* _WHAT YOU WILL DO_
Your answer must be an exact copy of the records below.

* _EXERCISE MATERIAL_
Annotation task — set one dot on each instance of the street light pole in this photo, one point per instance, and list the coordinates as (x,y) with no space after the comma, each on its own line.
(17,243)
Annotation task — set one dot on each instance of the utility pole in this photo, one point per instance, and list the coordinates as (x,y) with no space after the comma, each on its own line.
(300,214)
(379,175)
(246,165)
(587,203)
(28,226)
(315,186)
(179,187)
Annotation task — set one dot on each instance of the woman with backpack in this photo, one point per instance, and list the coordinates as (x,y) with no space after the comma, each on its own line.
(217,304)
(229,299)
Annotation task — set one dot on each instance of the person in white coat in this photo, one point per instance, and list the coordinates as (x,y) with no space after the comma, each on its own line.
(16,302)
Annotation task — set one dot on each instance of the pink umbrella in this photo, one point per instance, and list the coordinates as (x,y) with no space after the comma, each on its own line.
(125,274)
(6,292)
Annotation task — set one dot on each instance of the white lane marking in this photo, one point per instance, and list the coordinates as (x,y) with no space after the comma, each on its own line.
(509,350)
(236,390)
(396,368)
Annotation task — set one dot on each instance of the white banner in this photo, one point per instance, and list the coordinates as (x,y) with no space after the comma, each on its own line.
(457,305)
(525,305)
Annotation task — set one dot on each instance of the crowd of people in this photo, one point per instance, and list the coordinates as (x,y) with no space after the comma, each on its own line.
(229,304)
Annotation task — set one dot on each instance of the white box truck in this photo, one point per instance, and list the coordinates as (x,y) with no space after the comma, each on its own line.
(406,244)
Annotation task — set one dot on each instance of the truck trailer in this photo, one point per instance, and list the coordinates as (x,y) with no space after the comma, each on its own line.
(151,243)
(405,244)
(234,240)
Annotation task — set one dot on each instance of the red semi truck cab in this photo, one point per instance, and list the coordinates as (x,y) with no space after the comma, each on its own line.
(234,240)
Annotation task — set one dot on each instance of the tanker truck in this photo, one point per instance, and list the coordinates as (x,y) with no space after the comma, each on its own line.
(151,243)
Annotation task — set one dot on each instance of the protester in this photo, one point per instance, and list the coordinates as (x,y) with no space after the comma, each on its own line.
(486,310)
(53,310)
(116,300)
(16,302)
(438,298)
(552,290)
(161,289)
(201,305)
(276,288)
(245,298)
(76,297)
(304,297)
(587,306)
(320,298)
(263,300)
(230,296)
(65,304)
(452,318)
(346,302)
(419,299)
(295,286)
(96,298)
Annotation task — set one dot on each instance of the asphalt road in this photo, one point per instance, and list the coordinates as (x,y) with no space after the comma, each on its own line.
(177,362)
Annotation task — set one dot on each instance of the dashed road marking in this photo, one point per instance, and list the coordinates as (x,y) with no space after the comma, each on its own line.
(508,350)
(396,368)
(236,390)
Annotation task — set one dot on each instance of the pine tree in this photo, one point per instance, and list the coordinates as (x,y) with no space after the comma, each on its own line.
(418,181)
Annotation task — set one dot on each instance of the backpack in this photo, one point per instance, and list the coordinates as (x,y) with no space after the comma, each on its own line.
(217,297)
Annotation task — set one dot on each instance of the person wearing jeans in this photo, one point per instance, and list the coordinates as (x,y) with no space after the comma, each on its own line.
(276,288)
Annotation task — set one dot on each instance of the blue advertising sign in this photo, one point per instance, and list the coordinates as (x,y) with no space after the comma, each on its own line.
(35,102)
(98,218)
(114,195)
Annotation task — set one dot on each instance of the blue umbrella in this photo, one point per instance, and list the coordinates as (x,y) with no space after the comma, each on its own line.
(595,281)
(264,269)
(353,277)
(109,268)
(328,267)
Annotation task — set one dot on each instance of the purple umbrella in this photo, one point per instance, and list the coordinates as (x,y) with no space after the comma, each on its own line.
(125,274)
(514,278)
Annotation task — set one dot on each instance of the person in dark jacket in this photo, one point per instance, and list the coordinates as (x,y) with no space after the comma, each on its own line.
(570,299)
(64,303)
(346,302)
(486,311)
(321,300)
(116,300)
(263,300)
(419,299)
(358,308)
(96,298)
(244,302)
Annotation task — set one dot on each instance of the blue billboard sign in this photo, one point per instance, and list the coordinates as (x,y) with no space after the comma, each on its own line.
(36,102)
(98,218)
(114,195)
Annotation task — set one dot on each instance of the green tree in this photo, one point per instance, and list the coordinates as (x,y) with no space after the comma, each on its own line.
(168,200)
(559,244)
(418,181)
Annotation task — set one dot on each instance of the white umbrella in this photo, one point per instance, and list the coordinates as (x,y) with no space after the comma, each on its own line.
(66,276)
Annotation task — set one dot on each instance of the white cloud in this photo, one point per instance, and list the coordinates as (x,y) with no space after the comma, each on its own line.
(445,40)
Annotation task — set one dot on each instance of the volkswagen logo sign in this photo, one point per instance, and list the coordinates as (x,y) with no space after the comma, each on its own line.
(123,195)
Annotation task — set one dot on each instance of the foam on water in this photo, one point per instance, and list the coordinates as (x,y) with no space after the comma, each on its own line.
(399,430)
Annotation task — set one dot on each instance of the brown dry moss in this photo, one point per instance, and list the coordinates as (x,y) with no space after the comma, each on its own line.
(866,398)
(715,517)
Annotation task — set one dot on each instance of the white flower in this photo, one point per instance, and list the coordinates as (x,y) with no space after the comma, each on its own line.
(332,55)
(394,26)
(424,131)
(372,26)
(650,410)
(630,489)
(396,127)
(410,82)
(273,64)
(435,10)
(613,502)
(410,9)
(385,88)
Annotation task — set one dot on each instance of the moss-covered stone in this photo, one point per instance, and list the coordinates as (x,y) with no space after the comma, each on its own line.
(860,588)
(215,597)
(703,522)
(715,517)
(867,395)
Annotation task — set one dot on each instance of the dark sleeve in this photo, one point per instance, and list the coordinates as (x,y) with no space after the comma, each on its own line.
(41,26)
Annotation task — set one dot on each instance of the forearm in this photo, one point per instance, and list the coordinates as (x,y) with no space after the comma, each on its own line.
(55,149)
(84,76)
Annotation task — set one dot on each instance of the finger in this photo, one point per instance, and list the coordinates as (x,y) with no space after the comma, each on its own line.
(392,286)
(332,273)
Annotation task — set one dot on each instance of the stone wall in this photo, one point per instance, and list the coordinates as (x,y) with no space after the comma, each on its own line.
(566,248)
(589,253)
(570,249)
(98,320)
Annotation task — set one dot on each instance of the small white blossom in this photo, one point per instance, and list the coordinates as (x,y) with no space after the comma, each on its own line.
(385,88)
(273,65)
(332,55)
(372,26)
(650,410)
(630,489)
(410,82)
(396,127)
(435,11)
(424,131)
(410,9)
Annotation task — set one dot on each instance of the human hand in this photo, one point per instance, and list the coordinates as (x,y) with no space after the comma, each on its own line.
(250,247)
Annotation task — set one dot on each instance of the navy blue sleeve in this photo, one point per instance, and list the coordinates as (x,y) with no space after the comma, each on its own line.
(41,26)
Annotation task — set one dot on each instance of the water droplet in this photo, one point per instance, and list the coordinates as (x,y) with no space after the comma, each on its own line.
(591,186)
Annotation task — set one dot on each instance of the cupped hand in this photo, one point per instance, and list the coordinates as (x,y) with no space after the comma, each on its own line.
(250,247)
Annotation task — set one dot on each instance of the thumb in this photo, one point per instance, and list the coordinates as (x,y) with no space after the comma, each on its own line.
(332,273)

* _TASK RESULT_
Annotation task — set one dot on each instance of the street light pole in this photo, one point per instance, and list the coordinates as (x,y) with no space after the comma, each on its own line.
(17,243)
Annotation task — set one dot on each instance of the utility pole in this photo, one point per instance, and list the coordinates as (x,y) with no space after the comma, each on its own line.
(300,214)
(379,175)
(246,165)
(587,203)
(28,226)
(315,186)
(179,187)
Annotation task — set one dot on each instance of the woman with backpack in this photo, one point per instance, and list the coordinates as (x,y) with no space after the comma, each on its own line.
(217,304)
(229,299)
Annotation task — set one dot on each instance of the person in white coat in this photo, one point per instance, and list the coordinates as (x,y) with no space after the comma, each on its own line.
(16,302)
Annotation task — set one dot on each instance of the pink umbrella in this photo, one point per instance, and list the coordinates as (x,y) with no space after the comma, each on its own line.
(125,274)
(6,292)
Annotation task — set one dot on each instance of the white lane marking in this photo, one point per instance, and list the coordinates as (x,y) with no space after the comma, each on its own line.
(509,350)
(236,390)
(396,368)
Annotation task — set one dot on each instance of the white banner in this photo, one point per instance, and list the coordinates as (x,y) with no space after the comma, each on its own line.
(457,305)
(525,305)
Annotation task — set one dot on each instance of the crowd of people in this photo, one point per instance, and list the coordinates as (x,y) with no space after the comma, each on its own line.
(229,304)
Annotation task — set one dot on each instance of the white box truck in this photo, one point per instance, and list the coordinates as (x,y) with no space after the comma, each on its own line.
(406,244)
Annotation task — set one dot on each instance of the truck trailer in this photo, one point per instance, and list the coordinates as (x,y) with no space after the comma, each on its own line.
(151,243)
(405,244)
(234,240)
Annotation task — set one dot on each instance of the red semi truck cab in this photo, one point per instance, and list the coordinates as (x,y) with no space after the comma, each on its own line.
(234,240)
Annotation task — set one dot on each instance of the tanker truck in this photo, one point per instance, and list the coordinates as (x,y) with no space after the comma, each on its own line.
(151,243)
Annotation task — set one dot on each instance of the protester in this photo, one point per instance, and list the coordinates as (x,y) with no space after the comma, each on its own line.
(486,310)
(53,310)
(116,300)
(16,302)
(438,298)
(552,290)
(161,289)
(201,305)
(276,288)
(245,298)
(76,297)
(304,297)
(587,306)
(320,298)
(263,300)
(230,296)
(65,304)
(452,318)
(346,302)
(419,299)
(295,286)
(96,298)
Annotation task — set one dot on each instance of the asphalt road in this photo, one point per instance, and list the coordinates as (x,y) with no space after the comma, each on its own line.
(177,362)
Annotation task — set one dot on each instance of the dashed road marking in this photo, one point per instance, and list the coordinates as (x,y) with no space after the comma, each on its own line.
(508,350)
(396,368)
(236,390)
Annotation task — set one dot on each instance of the pine tree in this photo, one point per instance, and list the coordinates as (x,y) with no space after the comma, each on its own line.
(418,181)
Annotation task — set one dot on each instance of the backpack in this photo, one point per instance, and list the coordinates as (x,y) with no space after the comma, each on its own line.
(217,297)
Annotation task — set one dot on each instance of the person wearing jeans in this photo, one point per instance, and list the coordinates as (x,y) with no space after the comma, each on its own line.
(276,288)
Annotation task — set one dot on each instance of the blue advertising sign in this photo, one point per instance, and list the coordinates as (x,y) with no space after the comma, each on its own line.
(35,102)
(98,218)
(114,195)
Annotation task — set one dot on each instance of the blue umbrella in this photo, one point per instance, and list the coordinates as (x,y) with no space after the comma, each on its own line.
(595,281)
(264,269)
(353,277)
(109,268)
(328,267)
Annotation task — set one dot on each instance of the purple umbrella in this photo, one point per instance, and list the coordinates as (x,y) with no space after the comma, each on its own line.
(125,274)
(514,278)
Annotation task — set one dot on each instance of the person in dark jacket in this photo, one point per instance, and list the coordinates as (x,y) with no space after the comma, each on its own line.
(570,299)
(64,303)
(346,302)
(486,311)
(321,300)
(116,300)
(263,300)
(419,299)
(358,308)
(96,298)
(244,302)
Annotation task — set one dot on each instance of the blue billboard sign in this photo, one point per instance, and list the coordinates as (x,y) with no space after the comma, each on its own line.
(36,102)
(98,218)
(114,195)
Annotation task — set one dot on each instance of the green tree in this photo, one point per instance, and list the coordinates as (x,y) with no space after the comma, each on its own line.
(168,200)
(559,244)
(418,181)
Annotation task — set one dot on each instance of the white umbrella in this photo, one point per instance, and list the coordinates as (x,y) with no space after the comma, each on its own line.
(66,276)
Annotation task — set one dot on each instance of the white cloud in this photo, one point per instance, and list the coordinates as (x,y) with no space after the comma, each on its own line.
(445,40)
Annotation task — set one dot on each instance of the volkswagen logo sign in this photo, one point per instance, and list the coordinates as (x,y) with no space after the comma, each on its own line.
(123,195)
Annotation task — set one dot on each instance of the foam on water in this photo, one point per instance, and list the coordinates as (x,y) with no space after the comma, each on its own line.
(399,430)
Annotation task — set one dot on each instance of the brown dry moss in this photo, one point per instance, and list the coordinates as (x,y) with no space after the comma, each on its own line.
(866,398)
(715,517)
Annotation task — set one dot on each instance of the white flower in this photo, one point per instance, and list the coordinates as (x,y) with no space after the comma, each on its own line.
(332,55)
(394,26)
(424,131)
(372,26)
(650,410)
(630,489)
(396,127)
(410,82)
(273,64)
(435,10)
(613,502)
(410,9)
(385,88)
Annotation task — set one dot on each instance of the moss-covered stone in this photo, one point per instance, and list the coordinates as (x,y) with no space after the comma, each on its own line.
(860,588)
(215,597)
(703,522)
(715,517)
(867,395)
Annotation task — set one dot on each instance of the dark sleeve in this photo, one point per instance, and list the coordinates as (x,y) with no space after the comma, each on its own line.
(41,26)
Annotation task — set one dot on each instance of the forearm in this photo, one point per instance, and list the coordinates as (x,y) with no space after the comma, each on its own line.
(55,149)
(84,76)
Annotation task — set one dot on each instance of the finger in this photo, one point per instance, and list the coordinates as (x,y) with no space after the comma, each on its own line.
(392,286)
(332,273)
Annotation task — set one dot on each instance of the stone wall in this photo, one point per instance, and list the coordinates as (x,y) with no space after the comma, each on its own line.
(566,248)
(589,253)
(570,249)
(98,320)
Annotation task — set one dot on each instance of the small white blossom in this photo, one point per instance, and list the coordinates as (x,y) with no space after the comma, each on its own line.
(385,88)
(273,65)
(332,55)
(372,26)
(650,410)
(630,489)
(410,82)
(396,127)
(435,11)
(424,131)
(410,9)
Annotation task — set one dot on each instance of the human hand in this photo, one point per instance, and list the coordinates as (x,y) with no space after the comma, each on its own line.
(250,247)
Annotation task — set one dot on each instance of the navy blue sleeve in this photo, one point per instance, and list the coordinates as (x,y) with no space after the comma, each on its own line.
(41,26)
Annotation task — set one dot on each instance of the water droplet in this photo, one point per instance, and list the coordinates as (x,y) with no space after the comma, each on its own line.
(591,186)
Annotation task — set one dot on each instance of the cupped hand in this photo, one point per instance, and list the coordinates as (x,y) with no space after the comma, each on its own line.
(250,247)
Annotation task — set one dot on each instance of the thumb in this photo, one point per instance, and list the coordinates as (x,y) with no space after the comma, each on its own line.
(332,273)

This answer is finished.